* _DO THIS_:
Which lines in the items below contain the word "metal"? Gather each of those lines and copy it out.

* _PROVIDED DATA_:
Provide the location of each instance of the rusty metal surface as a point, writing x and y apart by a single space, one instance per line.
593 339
* * *
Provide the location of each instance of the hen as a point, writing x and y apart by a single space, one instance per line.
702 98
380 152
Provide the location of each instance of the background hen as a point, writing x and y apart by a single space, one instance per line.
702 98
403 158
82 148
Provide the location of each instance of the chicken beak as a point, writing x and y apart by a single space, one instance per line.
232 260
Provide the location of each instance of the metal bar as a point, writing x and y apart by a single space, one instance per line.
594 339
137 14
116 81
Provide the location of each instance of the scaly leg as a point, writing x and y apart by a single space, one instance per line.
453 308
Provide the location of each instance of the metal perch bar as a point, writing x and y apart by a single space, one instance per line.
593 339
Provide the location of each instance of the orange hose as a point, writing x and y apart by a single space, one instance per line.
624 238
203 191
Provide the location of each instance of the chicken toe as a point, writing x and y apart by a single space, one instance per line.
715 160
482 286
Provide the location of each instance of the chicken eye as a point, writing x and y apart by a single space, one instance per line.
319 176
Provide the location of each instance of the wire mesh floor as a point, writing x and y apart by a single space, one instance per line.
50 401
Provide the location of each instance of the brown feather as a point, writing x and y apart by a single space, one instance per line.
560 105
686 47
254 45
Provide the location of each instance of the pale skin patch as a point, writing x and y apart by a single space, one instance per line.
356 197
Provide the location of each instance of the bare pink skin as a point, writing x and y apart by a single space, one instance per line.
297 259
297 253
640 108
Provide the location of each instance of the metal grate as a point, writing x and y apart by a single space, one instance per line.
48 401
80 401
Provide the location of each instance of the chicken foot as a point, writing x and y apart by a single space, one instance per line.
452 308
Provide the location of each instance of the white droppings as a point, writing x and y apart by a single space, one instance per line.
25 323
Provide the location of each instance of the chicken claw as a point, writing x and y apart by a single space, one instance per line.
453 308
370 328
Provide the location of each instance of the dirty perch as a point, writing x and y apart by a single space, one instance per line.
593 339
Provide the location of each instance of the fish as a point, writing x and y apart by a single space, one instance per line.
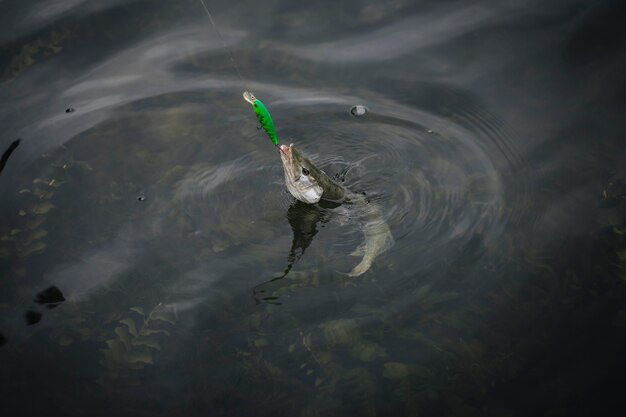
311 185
--
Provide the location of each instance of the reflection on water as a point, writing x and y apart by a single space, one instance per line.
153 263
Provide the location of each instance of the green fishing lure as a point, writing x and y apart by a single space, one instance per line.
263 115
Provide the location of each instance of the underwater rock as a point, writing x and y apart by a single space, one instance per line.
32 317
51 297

* _EXERCISE RESULT_:
Provide the location of each instance of the rusty metal surface as a point, writing x and y apart by a single space, one instance per line.
Provide the location of each instance of the metal bar as a point, writing x and y apart by a single space, one instance per line.
Provide the location of each instance of the metal perch bar as a point, writing x and y apart by a single space, one instance per line.
Provide the location of each instance of the metal grate as a point, writing x and y apart by a single space, one instance per line.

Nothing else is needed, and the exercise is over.